◆ INSTRUCTIONS FOR THE TASK
Nothing but the records themselves, exactly as written, should appear in the reply; leave out the pictures.

◆ Referring expression data
########################################
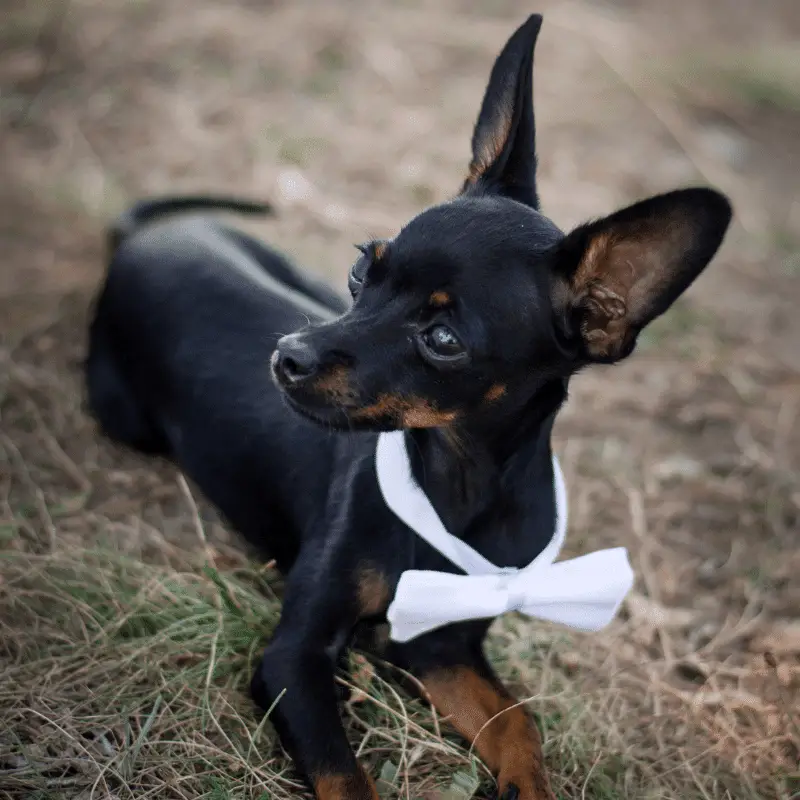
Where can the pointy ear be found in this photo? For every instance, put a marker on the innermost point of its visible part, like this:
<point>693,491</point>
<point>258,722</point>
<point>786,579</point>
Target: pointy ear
<point>503,143</point>
<point>616,275</point>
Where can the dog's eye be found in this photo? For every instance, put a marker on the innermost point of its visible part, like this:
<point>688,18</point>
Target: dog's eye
<point>441,341</point>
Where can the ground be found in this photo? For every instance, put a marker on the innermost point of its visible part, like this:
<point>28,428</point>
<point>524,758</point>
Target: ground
<point>130,616</point>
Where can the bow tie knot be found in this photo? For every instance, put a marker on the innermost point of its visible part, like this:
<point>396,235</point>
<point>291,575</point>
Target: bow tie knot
<point>514,589</point>
<point>584,592</point>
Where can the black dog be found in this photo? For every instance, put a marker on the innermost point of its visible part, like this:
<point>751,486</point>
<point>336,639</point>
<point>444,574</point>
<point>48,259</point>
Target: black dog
<point>464,331</point>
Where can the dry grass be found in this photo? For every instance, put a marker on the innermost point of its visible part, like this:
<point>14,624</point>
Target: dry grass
<point>129,617</point>
<point>126,654</point>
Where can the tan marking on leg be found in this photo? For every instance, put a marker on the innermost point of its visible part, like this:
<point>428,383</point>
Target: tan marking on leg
<point>510,744</point>
<point>346,787</point>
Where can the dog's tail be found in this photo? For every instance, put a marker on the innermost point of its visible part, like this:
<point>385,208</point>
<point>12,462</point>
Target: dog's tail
<point>148,210</point>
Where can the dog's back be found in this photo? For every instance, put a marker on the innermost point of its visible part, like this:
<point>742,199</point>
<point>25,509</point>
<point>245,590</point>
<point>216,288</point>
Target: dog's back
<point>177,295</point>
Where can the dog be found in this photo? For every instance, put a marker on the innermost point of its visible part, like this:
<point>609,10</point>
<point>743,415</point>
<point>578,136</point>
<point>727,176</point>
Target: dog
<point>272,394</point>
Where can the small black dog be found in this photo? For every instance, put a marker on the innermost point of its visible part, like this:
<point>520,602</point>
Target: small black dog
<point>464,331</point>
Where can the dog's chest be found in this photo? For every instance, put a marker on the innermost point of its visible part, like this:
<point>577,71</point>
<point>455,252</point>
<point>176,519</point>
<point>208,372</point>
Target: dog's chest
<point>510,531</point>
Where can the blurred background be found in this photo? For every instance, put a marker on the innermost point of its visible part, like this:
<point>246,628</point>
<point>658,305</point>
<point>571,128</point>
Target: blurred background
<point>351,116</point>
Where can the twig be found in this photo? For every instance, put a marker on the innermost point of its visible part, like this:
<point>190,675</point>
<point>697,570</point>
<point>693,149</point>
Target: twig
<point>197,520</point>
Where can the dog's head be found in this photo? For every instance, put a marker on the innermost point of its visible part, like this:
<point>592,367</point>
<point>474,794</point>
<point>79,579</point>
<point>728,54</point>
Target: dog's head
<point>482,300</point>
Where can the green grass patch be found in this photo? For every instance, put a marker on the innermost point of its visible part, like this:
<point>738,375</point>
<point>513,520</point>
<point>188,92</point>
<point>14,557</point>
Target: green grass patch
<point>131,680</point>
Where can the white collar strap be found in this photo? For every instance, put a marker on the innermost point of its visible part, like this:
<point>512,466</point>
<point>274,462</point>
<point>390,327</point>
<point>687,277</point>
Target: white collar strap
<point>584,592</point>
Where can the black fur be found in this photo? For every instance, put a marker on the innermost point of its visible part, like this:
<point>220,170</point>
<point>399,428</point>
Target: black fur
<point>192,312</point>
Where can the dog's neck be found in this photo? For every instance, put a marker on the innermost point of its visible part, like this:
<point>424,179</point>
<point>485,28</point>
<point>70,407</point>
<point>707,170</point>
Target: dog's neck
<point>465,470</point>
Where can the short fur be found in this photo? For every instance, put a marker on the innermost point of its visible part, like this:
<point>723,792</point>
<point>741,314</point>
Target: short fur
<point>465,330</point>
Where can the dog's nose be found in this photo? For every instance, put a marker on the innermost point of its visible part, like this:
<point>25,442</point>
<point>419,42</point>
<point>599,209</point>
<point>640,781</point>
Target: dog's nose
<point>296,360</point>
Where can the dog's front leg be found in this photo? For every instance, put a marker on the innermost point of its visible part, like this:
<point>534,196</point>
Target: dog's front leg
<point>462,687</point>
<point>307,719</point>
<point>297,674</point>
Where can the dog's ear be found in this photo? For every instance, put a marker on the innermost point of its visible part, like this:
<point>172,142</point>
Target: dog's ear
<point>614,276</point>
<point>503,142</point>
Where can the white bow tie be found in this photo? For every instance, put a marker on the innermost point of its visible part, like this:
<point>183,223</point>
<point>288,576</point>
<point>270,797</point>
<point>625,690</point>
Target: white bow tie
<point>584,592</point>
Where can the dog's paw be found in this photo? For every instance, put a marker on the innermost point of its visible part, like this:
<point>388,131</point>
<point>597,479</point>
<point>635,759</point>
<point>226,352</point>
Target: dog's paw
########################################
◆ SOLUTION TO THIS PROBLEM
Where can the pointy ear be found in this photo? For every instance, put a marker on the innermost point of its visible part, like this:
<point>693,491</point>
<point>258,722</point>
<point>786,579</point>
Target: pointy ear
<point>503,143</point>
<point>616,275</point>
Where can the dog's eye be found in this photo? For every instance, put a marker on the innermost point of its visible part, like this:
<point>688,18</point>
Target: dog's eye
<point>441,341</point>
Where can the ground be found in this photo? For every instance, put a marker on the innermost point of its visible part, like this:
<point>28,428</point>
<point>524,758</point>
Target: ground
<point>130,616</point>
Where can the bow tie knot be found in this photo? For every instance, put a marker on the innermost point of its visible part, like this:
<point>396,235</point>
<point>291,575</point>
Target: bow tie knot
<point>514,589</point>
<point>584,592</point>
Where can the black dog be found in this photo? For every instance, put a marker on the innermost point of its visible part, like this:
<point>751,486</point>
<point>336,639</point>
<point>444,574</point>
<point>48,259</point>
Target: black dog
<point>464,331</point>
Where can the dry grass be found in this photo? For every instance, put a marker on the innermost point of its visible part, like this:
<point>14,624</point>
Target: dry grass
<point>129,617</point>
<point>126,654</point>
Where can the tan marking on leg be found in this photo? For every instance, put a marker on the innermost point of its visible part, like this:
<point>428,383</point>
Target: tan marking on leg
<point>510,744</point>
<point>346,787</point>
Where can the dog's tail be found in this photo? For every instance, put a marker on the innermost point of its visible part, like this:
<point>385,208</point>
<point>12,462</point>
Target: dog's tail
<point>148,210</point>
Where can the dog's back be found in this photo? For every instance, put a marker on the innermost point of its visible part, like this:
<point>742,199</point>
<point>25,509</point>
<point>245,590</point>
<point>216,288</point>
Target: dog's back
<point>177,295</point>
Where can the dog be found in this photo? For every instance, put a marker on the innermost point of its visible part, like this:
<point>609,10</point>
<point>743,415</point>
<point>578,136</point>
<point>727,176</point>
Target: dog
<point>272,394</point>
Where can the small black dog be found in this photo? For every instance, put a marker on the innermost point of its visible part, like this:
<point>520,602</point>
Target: small black dog
<point>464,331</point>
Where can the dog's chest be found in this photo? For every instance, put a marker on the innermost point of its visible part, like this:
<point>577,71</point>
<point>455,252</point>
<point>176,519</point>
<point>208,372</point>
Target: dog's chest
<point>510,531</point>
Where can the blurred background be found in this photo? For every instance, put a marker on the innermost point of its visible part, like this:
<point>246,628</point>
<point>658,305</point>
<point>571,128</point>
Target: blurred background
<point>351,116</point>
Where can the twig be found in this photo? For every instance, put a marker on the innermost point of its visible part, like this:
<point>190,675</point>
<point>697,570</point>
<point>693,149</point>
Target: twig
<point>197,520</point>
Where can the dog's head be found in this photo? For every instance, put a marker on the innermost point of its visible part, like this:
<point>592,367</point>
<point>474,794</point>
<point>79,579</point>
<point>728,54</point>
Target: dog's head
<point>482,300</point>
Where can the green grass patch be found in this photo? For every instance, put a marker on the innermost point of its visible part, like this:
<point>738,375</point>
<point>513,520</point>
<point>188,92</point>
<point>14,557</point>
Target: green grass patch
<point>131,680</point>
Where can the white collar strap be found in this photo? For every instance, put a marker on the innermost point of its visible part, like this:
<point>512,466</point>
<point>274,462</point>
<point>390,327</point>
<point>687,277</point>
Target: white collar strap
<point>584,592</point>
Where can the black fur be found in this photo? For every instance, put a marker on the innermost point of its visible part, like this:
<point>220,170</point>
<point>399,428</point>
Target: black fur
<point>192,312</point>
Where can the dog's neck be found in this photo? For every instance, put a marker on the innermost point of its visible part, like this:
<point>424,179</point>
<point>485,28</point>
<point>70,407</point>
<point>707,170</point>
Target: dog's neck
<point>465,470</point>
Where can the short fur be found in this photo? For every instance, put a marker on the innermost point of its visible part, like this:
<point>723,792</point>
<point>741,314</point>
Target: short fur
<point>465,330</point>
Where can the dog's nose be found in this photo? For every instance, put a marker on the innermost point of its visible part, like this:
<point>25,442</point>
<point>419,42</point>
<point>599,209</point>
<point>640,781</point>
Target: dog's nose
<point>296,360</point>
Where can the dog's front leg be found in this photo? For every instance, put a marker on the innermost point of its visible part, like this:
<point>534,196</point>
Target: dog's front leg
<point>462,687</point>
<point>307,719</point>
<point>297,674</point>
Where can the dog's ear be found in this photo? For every instance, put a marker on the innermost point of its visible part, like this:
<point>172,142</point>
Target: dog's ear
<point>614,276</point>
<point>503,142</point>
Where can the white bow tie be found in this photo? For every instance, put a marker on the innermost point of its visible part, like this:
<point>183,223</point>
<point>288,576</point>
<point>270,797</point>
<point>625,690</point>
Target: white bow tie
<point>584,592</point>
Where can the dog's paw be found in this photo? For every instance, put a marker on the innermost point of its visible part, like this:
<point>388,131</point>
<point>597,479</point>
<point>635,759</point>
<point>226,352</point>
Target: dog's paw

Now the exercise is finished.